== Task to carry out ==
Some lines in the listing hold the word "below". Return each of them.

*** Provided data ***

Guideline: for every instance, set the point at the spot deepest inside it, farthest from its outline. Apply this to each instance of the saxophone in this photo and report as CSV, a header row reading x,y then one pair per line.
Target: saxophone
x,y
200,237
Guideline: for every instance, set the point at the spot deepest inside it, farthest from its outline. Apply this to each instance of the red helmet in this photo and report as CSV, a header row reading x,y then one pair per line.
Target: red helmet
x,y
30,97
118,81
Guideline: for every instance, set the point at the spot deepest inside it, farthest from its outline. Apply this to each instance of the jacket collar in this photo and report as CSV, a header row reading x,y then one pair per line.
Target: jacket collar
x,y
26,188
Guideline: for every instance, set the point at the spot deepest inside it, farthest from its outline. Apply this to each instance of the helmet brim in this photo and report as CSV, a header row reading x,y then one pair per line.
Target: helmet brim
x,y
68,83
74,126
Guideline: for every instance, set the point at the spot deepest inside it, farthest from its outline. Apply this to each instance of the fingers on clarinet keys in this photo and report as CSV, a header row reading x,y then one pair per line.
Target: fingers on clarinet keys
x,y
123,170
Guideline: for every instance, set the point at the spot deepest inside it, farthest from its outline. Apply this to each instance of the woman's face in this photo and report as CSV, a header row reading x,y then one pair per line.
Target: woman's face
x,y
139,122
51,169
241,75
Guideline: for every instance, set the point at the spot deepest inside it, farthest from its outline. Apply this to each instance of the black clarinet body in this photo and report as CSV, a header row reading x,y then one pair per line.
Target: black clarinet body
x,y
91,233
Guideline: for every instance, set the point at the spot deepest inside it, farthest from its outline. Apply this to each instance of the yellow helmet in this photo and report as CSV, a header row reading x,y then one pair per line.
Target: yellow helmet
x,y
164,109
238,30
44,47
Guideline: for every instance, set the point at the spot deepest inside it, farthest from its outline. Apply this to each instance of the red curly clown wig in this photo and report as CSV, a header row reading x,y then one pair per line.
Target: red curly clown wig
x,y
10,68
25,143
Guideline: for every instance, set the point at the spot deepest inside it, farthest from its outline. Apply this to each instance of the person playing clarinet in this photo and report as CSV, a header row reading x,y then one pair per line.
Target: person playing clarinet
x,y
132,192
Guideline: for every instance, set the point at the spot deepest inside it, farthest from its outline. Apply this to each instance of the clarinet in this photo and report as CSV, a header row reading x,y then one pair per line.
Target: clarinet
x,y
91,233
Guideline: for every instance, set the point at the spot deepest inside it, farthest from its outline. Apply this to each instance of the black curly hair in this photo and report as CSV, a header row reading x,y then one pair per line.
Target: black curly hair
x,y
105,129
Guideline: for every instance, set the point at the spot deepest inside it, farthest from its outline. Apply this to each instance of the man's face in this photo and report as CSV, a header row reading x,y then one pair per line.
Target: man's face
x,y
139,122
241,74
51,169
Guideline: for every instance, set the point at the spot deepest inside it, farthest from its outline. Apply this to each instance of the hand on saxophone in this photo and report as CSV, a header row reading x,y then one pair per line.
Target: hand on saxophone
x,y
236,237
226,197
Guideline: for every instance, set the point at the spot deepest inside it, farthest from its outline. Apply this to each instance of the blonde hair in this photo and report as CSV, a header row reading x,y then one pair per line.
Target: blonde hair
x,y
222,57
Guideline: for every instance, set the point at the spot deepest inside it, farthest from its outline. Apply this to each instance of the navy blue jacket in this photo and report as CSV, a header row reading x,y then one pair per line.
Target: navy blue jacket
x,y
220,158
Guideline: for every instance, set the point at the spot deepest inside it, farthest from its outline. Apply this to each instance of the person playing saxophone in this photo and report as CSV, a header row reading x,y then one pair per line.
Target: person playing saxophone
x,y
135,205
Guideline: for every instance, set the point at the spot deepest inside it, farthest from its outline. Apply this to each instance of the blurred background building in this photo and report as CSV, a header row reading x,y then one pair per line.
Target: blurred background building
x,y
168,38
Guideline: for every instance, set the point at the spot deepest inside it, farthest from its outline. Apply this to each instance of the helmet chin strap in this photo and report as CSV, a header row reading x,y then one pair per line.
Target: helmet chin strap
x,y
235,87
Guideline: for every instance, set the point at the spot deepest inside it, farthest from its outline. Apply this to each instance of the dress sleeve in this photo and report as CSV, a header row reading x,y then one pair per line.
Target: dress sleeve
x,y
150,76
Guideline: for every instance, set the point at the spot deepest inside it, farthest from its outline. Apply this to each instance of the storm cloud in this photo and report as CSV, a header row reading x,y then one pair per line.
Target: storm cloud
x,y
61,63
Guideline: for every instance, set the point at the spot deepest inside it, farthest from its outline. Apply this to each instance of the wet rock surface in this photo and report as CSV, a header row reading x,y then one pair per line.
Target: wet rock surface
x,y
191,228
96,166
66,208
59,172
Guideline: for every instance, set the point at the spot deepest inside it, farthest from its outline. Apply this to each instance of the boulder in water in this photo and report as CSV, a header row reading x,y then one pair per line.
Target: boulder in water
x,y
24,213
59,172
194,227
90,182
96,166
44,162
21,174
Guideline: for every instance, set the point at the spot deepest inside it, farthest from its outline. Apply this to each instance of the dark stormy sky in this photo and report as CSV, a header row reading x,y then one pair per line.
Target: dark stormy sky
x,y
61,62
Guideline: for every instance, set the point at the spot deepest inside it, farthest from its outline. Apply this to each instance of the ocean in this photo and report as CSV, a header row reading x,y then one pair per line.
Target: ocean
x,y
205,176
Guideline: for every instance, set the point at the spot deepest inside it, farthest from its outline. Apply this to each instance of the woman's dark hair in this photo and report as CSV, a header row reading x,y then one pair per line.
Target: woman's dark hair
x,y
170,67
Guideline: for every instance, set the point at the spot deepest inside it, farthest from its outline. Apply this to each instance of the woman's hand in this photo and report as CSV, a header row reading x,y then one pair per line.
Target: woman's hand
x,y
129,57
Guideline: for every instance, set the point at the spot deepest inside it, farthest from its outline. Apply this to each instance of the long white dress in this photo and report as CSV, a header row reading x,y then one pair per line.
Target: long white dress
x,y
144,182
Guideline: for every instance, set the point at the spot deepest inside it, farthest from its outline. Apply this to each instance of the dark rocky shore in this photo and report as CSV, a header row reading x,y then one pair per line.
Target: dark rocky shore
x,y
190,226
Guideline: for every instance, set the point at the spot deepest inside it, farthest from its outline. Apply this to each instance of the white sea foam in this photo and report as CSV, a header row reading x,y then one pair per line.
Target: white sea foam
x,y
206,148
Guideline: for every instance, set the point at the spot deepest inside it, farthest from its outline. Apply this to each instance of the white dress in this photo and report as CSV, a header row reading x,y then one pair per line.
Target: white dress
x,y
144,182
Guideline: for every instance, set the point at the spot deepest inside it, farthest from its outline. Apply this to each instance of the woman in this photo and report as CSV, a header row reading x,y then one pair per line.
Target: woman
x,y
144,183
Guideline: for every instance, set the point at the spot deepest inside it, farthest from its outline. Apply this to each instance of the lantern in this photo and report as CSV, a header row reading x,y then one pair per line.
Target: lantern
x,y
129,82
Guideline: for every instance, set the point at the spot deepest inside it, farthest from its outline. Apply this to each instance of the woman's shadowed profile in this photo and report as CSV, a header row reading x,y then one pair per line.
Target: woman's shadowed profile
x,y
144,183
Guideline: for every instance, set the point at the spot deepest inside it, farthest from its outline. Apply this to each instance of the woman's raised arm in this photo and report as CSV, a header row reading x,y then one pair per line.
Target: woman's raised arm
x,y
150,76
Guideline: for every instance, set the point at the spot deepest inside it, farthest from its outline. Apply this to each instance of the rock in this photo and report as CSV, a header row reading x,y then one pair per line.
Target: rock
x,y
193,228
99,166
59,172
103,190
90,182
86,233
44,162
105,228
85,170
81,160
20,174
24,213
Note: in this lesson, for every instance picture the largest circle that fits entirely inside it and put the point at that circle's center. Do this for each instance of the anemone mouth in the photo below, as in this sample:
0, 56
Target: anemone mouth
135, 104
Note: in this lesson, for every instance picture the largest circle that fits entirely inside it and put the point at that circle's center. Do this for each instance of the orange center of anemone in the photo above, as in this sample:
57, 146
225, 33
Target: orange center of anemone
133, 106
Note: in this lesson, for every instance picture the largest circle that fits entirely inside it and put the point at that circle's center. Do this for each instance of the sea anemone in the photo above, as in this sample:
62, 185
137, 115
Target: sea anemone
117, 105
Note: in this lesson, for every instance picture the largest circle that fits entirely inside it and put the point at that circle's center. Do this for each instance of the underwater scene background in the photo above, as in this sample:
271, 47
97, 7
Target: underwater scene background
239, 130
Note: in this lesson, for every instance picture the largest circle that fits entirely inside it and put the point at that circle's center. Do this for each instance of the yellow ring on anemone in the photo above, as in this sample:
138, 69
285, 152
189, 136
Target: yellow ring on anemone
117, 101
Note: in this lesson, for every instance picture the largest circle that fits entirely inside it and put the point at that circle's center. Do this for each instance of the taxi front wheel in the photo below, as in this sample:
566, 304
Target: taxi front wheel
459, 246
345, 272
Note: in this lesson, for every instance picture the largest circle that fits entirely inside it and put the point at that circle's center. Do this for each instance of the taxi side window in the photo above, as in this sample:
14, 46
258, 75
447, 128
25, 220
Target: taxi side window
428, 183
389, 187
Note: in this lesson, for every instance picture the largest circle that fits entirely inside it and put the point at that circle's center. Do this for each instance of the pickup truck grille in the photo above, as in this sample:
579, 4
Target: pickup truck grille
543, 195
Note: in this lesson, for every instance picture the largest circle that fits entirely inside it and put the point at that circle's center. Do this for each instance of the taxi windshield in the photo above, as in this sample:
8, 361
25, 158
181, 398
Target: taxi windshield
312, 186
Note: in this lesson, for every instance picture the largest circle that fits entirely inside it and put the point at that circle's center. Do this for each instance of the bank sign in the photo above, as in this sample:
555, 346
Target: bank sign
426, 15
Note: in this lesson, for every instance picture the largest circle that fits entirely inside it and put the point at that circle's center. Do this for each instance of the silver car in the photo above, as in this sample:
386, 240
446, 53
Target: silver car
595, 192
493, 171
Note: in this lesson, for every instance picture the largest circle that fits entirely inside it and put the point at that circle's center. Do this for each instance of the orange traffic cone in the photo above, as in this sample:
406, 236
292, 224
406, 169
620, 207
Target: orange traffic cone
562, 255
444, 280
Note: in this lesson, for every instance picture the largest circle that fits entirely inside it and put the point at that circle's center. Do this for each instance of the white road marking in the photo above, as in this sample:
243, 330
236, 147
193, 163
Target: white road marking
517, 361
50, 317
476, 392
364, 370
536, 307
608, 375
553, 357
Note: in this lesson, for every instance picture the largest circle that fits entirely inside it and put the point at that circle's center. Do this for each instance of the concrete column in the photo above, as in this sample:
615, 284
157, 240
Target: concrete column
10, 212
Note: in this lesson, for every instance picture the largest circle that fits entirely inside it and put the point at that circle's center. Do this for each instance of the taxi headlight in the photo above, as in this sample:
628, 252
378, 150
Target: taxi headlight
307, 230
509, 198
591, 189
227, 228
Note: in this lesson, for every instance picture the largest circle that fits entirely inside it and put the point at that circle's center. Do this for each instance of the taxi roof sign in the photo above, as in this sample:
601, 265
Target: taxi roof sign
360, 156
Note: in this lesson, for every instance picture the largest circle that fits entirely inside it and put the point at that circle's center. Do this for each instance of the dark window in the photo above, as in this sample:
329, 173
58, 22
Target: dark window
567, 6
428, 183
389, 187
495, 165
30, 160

*** End of Provided data ***

== Exercise output ==
Note: in this lesson, for every instance picture the largest circle that fits entirely inside it and put the point at that circle's center. Do this for each instance of the anemone mouth in the photo below, as in this sample:
Note: in this lesson, for every instance picture the largest circle that fits entirely inside it and put the point at that circle's center. Do this for each instance of the taxi front wheel in the photo below, as in this sample:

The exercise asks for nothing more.